**Challenge a**
Can you turn the step in the recipe below that begins "Put the vinegar, rum, hot peppers" into a short list that keeps its main facts?

**Document extract**

>>>

Ingredients – Serves 6:

  • – 1/2 cup malt vinegar (or white vinegar)
  • – 2 tablespoons dark rum
  • – 2 Scotch bonnet peppers (or habaneros), with seeds, chopped
  • – 1 red onion, chopped +one sliced for later
  • – 6 cloves of garlic
  • – 4 spring onions, roughly chopped
  • – 1 tablespoon dried thyme or 2 tablespoons fresh thyme leaves, chopped
  • – 2 tablespoons extra virgin olive oil
  • – 2 teaspoons salt
  • – 2 teaspoons freshly ground black pepper
  • – 4 teaspoons ground allspice
  • – 4 teaspoons ground cinnamon
  • – 4 teaspoons ground nutmeg
  • – 4 teaspoons ground ginger
  • – 2 teaspoons molasses
  • – 1/2 cup lime juice
  • – 12x chicken thighs, boneless and skinless
  • – Kosher salt and freshly ground pepper
  • – 4tbsp of rapeseed oil + extra for cooking
  • – Coriander and lime for garnish


  1. Put the vinegar, rum, hot peppers, chopped onion, spring onions, thyme, olive oil, salt, pepper, allspice, cinnamon, nutmeg, ginger, and molasses into a blender. Pulse until mostly smooth.

<<<

**Records for the exercise**
>>>

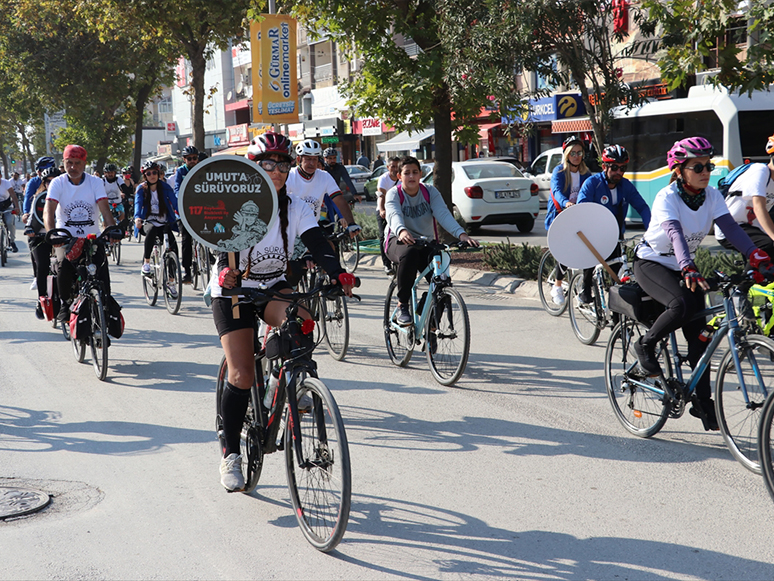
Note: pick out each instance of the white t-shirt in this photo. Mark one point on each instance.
(266, 262)
(312, 191)
(385, 183)
(77, 210)
(695, 224)
(753, 182)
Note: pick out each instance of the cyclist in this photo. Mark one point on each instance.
(615, 192)
(566, 181)
(259, 265)
(74, 199)
(191, 157)
(154, 203)
(412, 209)
(750, 200)
(682, 216)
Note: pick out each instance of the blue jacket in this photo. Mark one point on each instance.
(558, 192)
(141, 211)
(595, 189)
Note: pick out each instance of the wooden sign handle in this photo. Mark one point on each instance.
(232, 264)
(598, 256)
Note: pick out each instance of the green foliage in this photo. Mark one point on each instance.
(522, 261)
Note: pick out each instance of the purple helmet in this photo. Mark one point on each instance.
(689, 148)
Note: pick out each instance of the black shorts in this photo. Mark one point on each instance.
(224, 317)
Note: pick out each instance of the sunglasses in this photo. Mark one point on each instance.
(270, 164)
(698, 168)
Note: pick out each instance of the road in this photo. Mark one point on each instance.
(519, 472)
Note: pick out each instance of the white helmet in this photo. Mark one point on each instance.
(309, 147)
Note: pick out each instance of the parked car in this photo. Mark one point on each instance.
(359, 175)
(492, 192)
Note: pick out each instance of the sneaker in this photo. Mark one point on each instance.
(647, 358)
(404, 316)
(231, 473)
(557, 294)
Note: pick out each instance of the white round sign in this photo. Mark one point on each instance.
(595, 221)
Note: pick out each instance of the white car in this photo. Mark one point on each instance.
(492, 192)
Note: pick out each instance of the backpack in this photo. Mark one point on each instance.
(725, 183)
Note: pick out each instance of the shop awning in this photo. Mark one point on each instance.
(571, 125)
(405, 141)
(485, 128)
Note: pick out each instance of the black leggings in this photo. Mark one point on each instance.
(410, 260)
(663, 285)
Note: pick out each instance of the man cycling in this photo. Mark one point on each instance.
(73, 202)
(615, 192)
(191, 157)
(750, 201)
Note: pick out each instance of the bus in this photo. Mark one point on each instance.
(736, 125)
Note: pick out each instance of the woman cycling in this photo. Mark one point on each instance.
(566, 180)
(260, 265)
(155, 203)
(682, 215)
(412, 210)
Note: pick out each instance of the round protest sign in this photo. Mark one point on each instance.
(227, 203)
(595, 222)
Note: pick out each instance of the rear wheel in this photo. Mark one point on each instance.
(320, 484)
(399, 340)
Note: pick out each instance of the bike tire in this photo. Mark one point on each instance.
(99, 338)
(546, 281)
(173, 292)
(399, 340)
(251, 447)
(738, 418)
(334, 318)
(641, 411)
(447, 336)
(584, 319)
(321, 486)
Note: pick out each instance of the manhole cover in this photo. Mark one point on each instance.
(20, 501)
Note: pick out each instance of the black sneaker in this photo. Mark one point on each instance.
(647, 358)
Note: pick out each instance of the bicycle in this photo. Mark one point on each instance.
(440, 318)
(643, 404)
(546, 282)
(88, 305)
(315, 442)
(588, 319)
(165, 274)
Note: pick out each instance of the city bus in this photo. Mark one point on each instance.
(736, 125)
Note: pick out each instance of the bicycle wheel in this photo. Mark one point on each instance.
(399, 340)
(583, 317)
(447, 332)
(172, 282)
(99, 339)
(320, 485)
(765, 444)
(250, 448)
(349, 251)
(334, 318)
(738, 416)
(642, 411)
(546, 282)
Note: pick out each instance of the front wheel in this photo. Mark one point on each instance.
(447, 336)
(738, 407)
(638, 401)
(320, 482)
(584, 317)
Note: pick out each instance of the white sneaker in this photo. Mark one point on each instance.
(231, 473)
(557, 294)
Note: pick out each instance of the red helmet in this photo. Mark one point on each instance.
(267, 144)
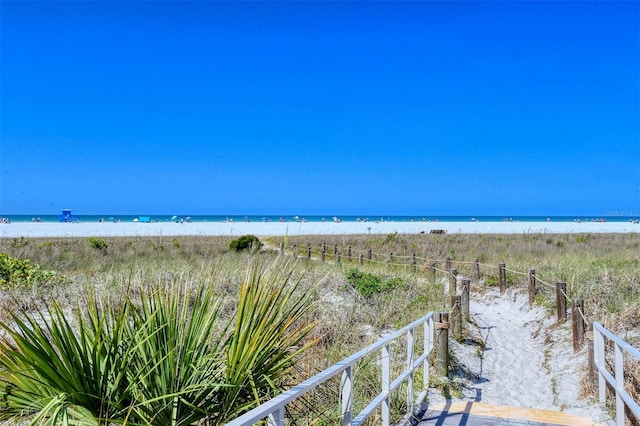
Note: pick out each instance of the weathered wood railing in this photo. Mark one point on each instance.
(460, 312)
(274, 409)
(615, 380)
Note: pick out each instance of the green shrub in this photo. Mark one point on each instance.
(369, 284)
(246, 242)
(16, 272)
(98, 243)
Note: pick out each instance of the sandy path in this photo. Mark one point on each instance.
(528, 360)
(512, 369)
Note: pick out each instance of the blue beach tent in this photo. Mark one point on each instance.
(67, 217)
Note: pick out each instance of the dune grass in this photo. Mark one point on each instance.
(160, 352)
(602, 269)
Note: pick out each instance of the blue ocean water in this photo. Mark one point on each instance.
(625, 217)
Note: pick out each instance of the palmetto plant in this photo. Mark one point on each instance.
(160, 355)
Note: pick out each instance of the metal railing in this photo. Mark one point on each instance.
(616, 381)
(274, 409)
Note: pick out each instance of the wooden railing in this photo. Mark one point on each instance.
(458, 314)
(616, 380)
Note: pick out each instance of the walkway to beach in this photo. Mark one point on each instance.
(525, 374)
(478, 414)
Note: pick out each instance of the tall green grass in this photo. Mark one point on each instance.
(159, 353)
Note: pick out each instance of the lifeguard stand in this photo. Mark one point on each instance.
(67, 217)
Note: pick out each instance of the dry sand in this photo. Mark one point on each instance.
(108, 229)
(528, 360)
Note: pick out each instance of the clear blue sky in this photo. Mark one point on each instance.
(416, 108)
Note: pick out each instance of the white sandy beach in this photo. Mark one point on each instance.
(528, 360)
(109, 229)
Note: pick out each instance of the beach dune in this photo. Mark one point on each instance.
(109, 229)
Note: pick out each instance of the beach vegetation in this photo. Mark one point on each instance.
(603, 271)
(16, 273)
(98, 243)
(245, 242)
(157, 353)
(368, 284)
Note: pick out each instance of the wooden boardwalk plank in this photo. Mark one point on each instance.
(479, 414)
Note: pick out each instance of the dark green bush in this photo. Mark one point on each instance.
(246, 242)
(369, 284)
(16, 272)
(98, 243)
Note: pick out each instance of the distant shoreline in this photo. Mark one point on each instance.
(132, 229)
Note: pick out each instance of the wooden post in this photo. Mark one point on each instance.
(532, 287)
(502, 274)
(464, 299)
(456, 317)
(476, 268)
(453, 281)
(442, 342)
(593, 378)
(577, 323)
(561, 301)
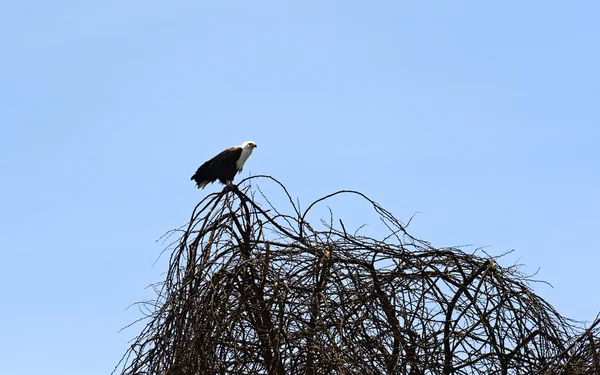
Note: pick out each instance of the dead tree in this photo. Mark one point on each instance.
(254, 290)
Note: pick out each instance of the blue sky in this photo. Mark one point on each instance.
(481, 116)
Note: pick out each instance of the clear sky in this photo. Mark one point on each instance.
(484, 117)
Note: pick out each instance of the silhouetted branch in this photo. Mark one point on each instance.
(251, 289)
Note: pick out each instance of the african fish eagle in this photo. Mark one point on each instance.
(224, 166)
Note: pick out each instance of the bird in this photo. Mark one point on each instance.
(224, 166)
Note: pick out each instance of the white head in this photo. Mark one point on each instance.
(247, 148)
(248, 145)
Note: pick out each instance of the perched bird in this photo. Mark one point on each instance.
(224, 166)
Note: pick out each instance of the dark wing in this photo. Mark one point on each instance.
(221, 166)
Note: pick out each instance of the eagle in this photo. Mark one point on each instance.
(224, 166)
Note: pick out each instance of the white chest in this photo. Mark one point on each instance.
(243, 157)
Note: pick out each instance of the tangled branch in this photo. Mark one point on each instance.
(252, 290)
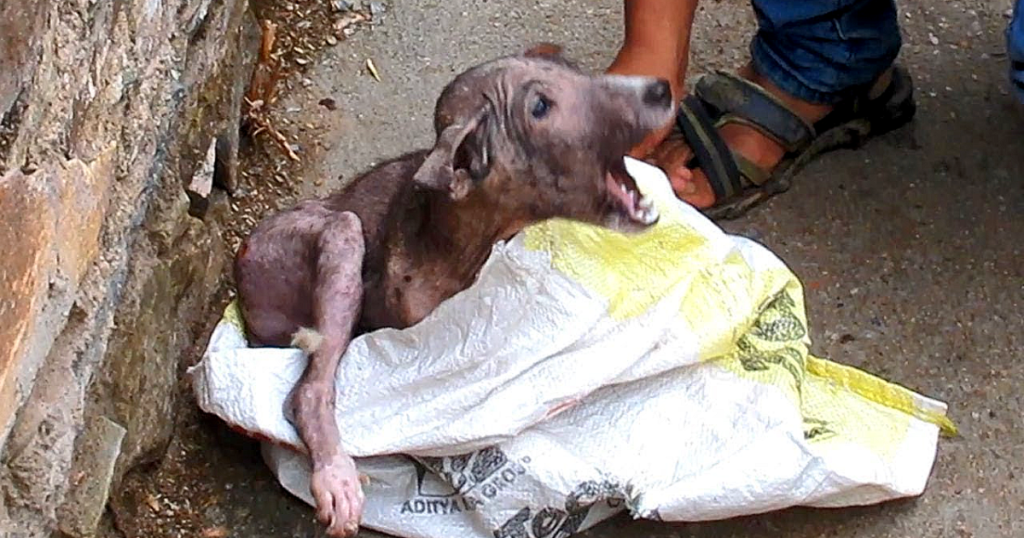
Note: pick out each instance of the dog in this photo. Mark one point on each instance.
(519, 139)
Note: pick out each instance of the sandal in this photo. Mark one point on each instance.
(738, 183)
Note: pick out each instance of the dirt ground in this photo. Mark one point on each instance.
(909, 248)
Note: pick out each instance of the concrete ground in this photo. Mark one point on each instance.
(909, 248)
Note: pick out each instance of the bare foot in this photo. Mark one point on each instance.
(338, 493)
(691, 184)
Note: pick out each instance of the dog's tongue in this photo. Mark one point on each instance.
(640, 209)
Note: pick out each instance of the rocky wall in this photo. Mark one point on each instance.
(109, 270)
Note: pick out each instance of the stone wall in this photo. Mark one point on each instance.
(109, 273)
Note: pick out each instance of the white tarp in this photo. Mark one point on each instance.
(588, 372)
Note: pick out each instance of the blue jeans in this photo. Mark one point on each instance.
(825, 50)
(1015, 48)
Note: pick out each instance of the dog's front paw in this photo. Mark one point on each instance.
(338, 494)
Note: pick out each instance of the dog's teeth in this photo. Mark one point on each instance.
(650, 215)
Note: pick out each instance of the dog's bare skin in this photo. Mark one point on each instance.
(519, 139)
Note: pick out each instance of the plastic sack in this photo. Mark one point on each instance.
(586, 373)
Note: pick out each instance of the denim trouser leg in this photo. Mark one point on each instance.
(1015, 47)
(822, 50)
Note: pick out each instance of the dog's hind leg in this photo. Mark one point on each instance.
(337, 302)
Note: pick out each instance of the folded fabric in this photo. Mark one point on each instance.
(587, 372)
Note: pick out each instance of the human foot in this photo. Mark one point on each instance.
(691, 184)
(740, 139)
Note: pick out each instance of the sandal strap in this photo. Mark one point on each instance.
(735, 99)
(710, 151)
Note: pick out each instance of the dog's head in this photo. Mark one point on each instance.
(542, 139)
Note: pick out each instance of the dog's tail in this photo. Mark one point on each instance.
(307, 339)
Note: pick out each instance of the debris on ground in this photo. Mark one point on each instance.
(273, 158)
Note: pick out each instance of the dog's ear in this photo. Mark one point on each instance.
(462, 155)
(544, 50)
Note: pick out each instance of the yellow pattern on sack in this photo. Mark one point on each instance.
(768, 343)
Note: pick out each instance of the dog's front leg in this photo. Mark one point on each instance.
(337, 303)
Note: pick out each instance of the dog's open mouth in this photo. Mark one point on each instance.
(624, 194)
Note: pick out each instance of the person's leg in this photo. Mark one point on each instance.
(811, 54)
(1015, 47)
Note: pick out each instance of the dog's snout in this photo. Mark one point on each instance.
(657, 93)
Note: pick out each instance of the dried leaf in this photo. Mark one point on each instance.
(373, 70)
(215, 532)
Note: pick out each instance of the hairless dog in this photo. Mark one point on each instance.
(518, 139)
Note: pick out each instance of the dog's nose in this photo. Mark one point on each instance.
(657, 93)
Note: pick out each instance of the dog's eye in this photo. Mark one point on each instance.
(541, 107)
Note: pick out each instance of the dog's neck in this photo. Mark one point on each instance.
(463, 232)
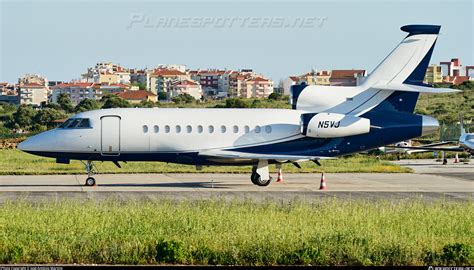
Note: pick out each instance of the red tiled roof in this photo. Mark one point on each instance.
(455, 79)
(73, 84)
(187, 82)
(32, 85)
(346, 73)
(323, 73)
(167, 72)
(207, 72)
(139, 94)
(258, 79)
(119, 85)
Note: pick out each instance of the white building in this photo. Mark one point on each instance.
(33, 93)
(77, 91)
(288, 82)
(189, 87)
(257, 87)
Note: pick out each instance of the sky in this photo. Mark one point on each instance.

<<<

**Challenge b**
Would you duplicate the lines of the listing from the line with "Note: pick out each instance of the yellow" through the end of the listing, leaving out the pictures?

**Written reply a**
- Place in a blender: vinegar, rum, hot peppers, chopped onion, spring onions, thyme, olive oil, salt, pepper, allspice, cinnamon, nutmeg, ginger and molasses.
- Pulse until mostly smooth.

**Written reply b**
Note: pick out each instance of the yellow pattern on sack in this photo. Mark one point on each instance.
(768, 343)
Note: pick out each instance of the dog's front leg in this photo. Mark one point on each instance.
(337, 303)
Note: pick out each instance of the dog's open mouth in this photo. Mark one point on each instance.
(624, 194)
Note: pick out each instance of the person's leg in this photo. Mark one point on each instance.
(811, 54)
(1015, 47)
Note: pick out each instance of the dog's snout in this photo. Mark one point on each instance.
(657, 93)
Note: pick out each instance of the dried leaf in this photo. Mark one point on each instance.
(373, 70)
(215, 532)
Note: pick out each instance of the hairless dog in this photo. Mark one point on each instance.
(518, 139)
Note: pick out each instance of the dog's nose in this photo. Mark one point on each instance.
(657, 93)
Note: pick out each instance of the dog's eye in this photo. Mark one point on each instance.
(541, 107)
Note: pick out each instance of the dog's neck in this photo. Mark one point on each instance.
(463, 232)
Note: pick out each instance of the red tiled roof in this photo. Mark one point on each instance.
(455, 79)
(73, 84)
(187, 82)
(32, 85)
(346, 73)
(323, 73)
(167, 72)
(207, 72)
(139, 94)
(258, 79)
(119, 85)
Note: pick out each instance of the white building in this photo. Mark one point on each instance.
(33, 93)
(77, 91)
(288, 82)
(189, 87)
(257, 87)
Note: pick out each instance of the sky in this photo. Mark one point on each instance.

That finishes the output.